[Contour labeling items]
★ ★ ★

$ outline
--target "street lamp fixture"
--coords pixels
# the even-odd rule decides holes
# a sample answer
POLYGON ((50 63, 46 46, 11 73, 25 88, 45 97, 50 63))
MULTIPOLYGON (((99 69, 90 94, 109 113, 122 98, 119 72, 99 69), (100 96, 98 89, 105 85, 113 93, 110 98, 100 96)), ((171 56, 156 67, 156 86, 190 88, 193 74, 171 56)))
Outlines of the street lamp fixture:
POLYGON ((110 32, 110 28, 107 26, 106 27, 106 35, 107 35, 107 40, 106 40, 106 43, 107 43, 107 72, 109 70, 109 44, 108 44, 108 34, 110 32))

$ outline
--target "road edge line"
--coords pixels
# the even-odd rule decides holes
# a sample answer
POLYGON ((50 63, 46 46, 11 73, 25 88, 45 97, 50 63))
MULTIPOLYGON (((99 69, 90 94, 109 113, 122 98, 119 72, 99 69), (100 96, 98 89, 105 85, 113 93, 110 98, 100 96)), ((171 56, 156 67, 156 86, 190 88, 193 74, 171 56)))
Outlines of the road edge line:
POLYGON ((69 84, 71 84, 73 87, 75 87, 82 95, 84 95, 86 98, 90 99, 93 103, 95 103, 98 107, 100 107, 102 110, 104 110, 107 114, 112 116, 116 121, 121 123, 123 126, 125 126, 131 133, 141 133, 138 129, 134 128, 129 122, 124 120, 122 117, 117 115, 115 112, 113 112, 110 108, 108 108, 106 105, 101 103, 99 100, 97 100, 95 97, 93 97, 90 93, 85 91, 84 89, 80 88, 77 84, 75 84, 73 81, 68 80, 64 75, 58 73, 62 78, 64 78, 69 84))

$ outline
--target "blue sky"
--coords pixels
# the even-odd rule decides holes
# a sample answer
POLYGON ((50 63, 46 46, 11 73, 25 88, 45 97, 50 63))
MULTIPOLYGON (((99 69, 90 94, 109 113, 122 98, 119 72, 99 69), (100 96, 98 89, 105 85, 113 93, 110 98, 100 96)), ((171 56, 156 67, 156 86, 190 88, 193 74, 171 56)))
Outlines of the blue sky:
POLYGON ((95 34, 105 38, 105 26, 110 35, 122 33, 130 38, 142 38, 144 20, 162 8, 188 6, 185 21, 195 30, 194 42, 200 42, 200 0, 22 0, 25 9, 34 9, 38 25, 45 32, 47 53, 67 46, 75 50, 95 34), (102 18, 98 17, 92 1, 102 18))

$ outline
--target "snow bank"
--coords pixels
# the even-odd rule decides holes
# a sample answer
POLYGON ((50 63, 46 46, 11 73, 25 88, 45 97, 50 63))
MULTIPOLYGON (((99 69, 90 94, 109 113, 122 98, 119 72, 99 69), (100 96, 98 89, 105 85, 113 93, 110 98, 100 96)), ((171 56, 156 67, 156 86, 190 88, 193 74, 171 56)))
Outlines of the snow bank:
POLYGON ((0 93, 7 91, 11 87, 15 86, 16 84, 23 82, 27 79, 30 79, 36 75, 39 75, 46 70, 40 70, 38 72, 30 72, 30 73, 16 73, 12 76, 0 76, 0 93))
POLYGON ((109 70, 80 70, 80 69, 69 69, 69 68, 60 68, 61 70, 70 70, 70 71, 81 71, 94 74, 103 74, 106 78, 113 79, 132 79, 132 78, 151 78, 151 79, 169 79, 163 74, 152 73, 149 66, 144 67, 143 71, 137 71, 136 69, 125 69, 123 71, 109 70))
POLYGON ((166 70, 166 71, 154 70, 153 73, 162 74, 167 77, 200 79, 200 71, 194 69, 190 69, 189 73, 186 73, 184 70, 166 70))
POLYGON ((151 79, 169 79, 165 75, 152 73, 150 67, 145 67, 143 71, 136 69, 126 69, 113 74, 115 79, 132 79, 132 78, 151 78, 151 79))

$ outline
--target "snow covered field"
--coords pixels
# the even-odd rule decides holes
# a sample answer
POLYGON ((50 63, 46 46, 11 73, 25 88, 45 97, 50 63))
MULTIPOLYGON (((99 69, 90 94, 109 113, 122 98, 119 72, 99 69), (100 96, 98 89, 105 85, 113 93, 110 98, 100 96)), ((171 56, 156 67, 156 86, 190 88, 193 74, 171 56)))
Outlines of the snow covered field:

★ ★ ★

→ Task goal
Give everything from the start of the records down to the line containing "POLYGON ((95 34, 105" as a JSON list of strings, one string per line. Leave out blank lines.

→ Solution to the exercise
[
  "$ outline",
  "--target \"street lamp fixture\"",
  "--coords pixels",
  "# the even-odd rule decides holes",
  "# a sample answer",
  "POLYGON ((50 63, 46 46, 11 73, 25 88, 45 97, 50 63))",
  "MULTIPOLYGON (((99 69, 90 94, 109 113, 122 98, 119 72, 99 69), (100 96, 98 89, 105 85, 113 93, 110 98, 100 96)), ((171 56, 156 67, 156 86, 190 88, 193 74, 171 56)))",
  "Outlines of the street lamp fixture:",
  "POLYGON ((110 32, 110 28, 107 26, 106 27, 106 35, 107 35, 107 40, 106 40, 106 43, 107 43, 107 72, 109 70, 109 44, 108 44, 108 34, 110 32))",
  "$ outline",
  "--target \"road edge line\"",
  "--coords pixels",
  "# the even-odd rule decides holes",
  "# a sample answer",
  "POLYGON ((50 63, 46 46, 11 73, 25 88, 45 97, 50 63))",
  "MULTIPOLYGON (((99 69, 90 94, 109 113, 122 98, 119 72, 99 69), (100 96, 98 89, 105 85, 113 93, 110 98, 100 96)), ((171 56, 156 67, 156 86, 190 88, 193 74, 171 56)))",
  "Outlines of the road edge line:",
  "POLYGON ((69 84, 71 84, 73 87, 75 87, 82 95, 84 95, 86 98, 90 99, 93 103, 95 103, 98 107, 100 107, 102 110, 104 110, 107 114, 112 116, 116 121, 121 123, 123 126, 125 126, 131 133, 141 133, 138 129, 134 128, 129 122, 124 120, 122 117, 117 115, 115 112, 113 112, 110 108, 108 108, 106 105, 101 103, 99 100, 97 100, 95 97, 93 97, 90 93, 85 91, 84 89, 80 88, 77 84, 75 84, 73 81, 68 80, 64 75, 58 73, 62 78, 64 78, 69 84))",
  "$ outline",
  "--target \"blue sky\"",
  "--coords pixels",
  "# the even-odd rule decides holes",
  "# a sample answer",
  "POLYGON ((50 63, 46 46, 11 73, 25 88, 45 97, 50 63))",
  "MULTIPOLYGON (((99 69, 90 94, 109 113, 122 98, 119 72, 99 69), (100 96, 98 89, 105 85, 113 93, 110 98, 100 96)), ((171 56, 156 67, 156 86, 190 88, 193 74, 171 56)))",
  "Outlines of the blue sky:",
  "POLYGON ((95 34, 105 38, 105 26, 110 35, 122 33, 130 38, 142 38, 144 20, 162 8, 188 6, 185 21, 195 30, 194 42, 200 42, 200 0, 22 0, 25 9, 34 9, 38 25, 45 32, 47 53, 67 46, 75 50, 95 34), (102 18, 98 17, 92 1, 102 18))"
]